Segment Open

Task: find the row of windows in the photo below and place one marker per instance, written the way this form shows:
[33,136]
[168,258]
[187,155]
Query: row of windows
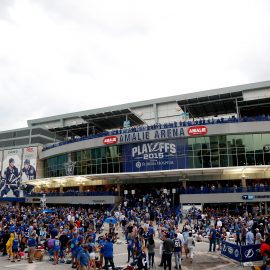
[200,152]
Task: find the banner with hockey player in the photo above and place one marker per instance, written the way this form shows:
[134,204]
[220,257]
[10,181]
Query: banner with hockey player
[1,162]
[29,163]
[28,170]
[11,175]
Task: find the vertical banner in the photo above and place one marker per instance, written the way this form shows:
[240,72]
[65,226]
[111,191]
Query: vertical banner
[251,253]
[1,163]
[29,163]
[231,251]
[11,176]
[150,156]
[28,170]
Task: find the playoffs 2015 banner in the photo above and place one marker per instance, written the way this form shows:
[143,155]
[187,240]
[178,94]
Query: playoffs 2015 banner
[1,162]
[29,163]
[11,176]
[150,156]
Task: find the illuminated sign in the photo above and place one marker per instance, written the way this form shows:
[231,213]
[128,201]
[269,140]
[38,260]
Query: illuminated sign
[110,140]
[197,130]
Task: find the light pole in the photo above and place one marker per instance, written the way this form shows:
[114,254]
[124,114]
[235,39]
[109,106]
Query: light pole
[43,201]
[173,192]
[165,191]
[125,192]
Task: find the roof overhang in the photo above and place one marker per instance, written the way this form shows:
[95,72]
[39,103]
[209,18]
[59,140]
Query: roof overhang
[181,174]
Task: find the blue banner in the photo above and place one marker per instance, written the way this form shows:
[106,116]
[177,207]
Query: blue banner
[154,156]
[231,251]
[251,253]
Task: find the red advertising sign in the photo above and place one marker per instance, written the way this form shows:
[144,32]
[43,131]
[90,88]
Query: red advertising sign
[197,130]
[110,140]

Segment Closed

### Task goal
Copy out every line in the listing where the word "place" appears.

### Solution for this problem
Task: find the row of windows in the photo below and place one marker per instance, written the way this form shows:
Task: find the banner with hockey player in the photo above and place one marker per instance, written the way this form shows:
Task: find the vertical banner in the photo above and place one marker per instance, written the way this form shows:
Task: find the playoffs 2015 banner in the photo above and place one marker per instance, written the way this form shows:
Task: find the illuminated sign in the photo above and place one marker per instance, written the way this form shows:
Task: find the light pole in the photo above and place one marker per instance, written the way this form shows:
Task: find the roof overhang in the photo above and place one marker per instance, written the way this form shows:
Task: find the blue banner in the photo above and place one marker per instance, written the way this form shows:
Task: find the red advertising sign in the photo above and place one marker per instance, written the way this form shows:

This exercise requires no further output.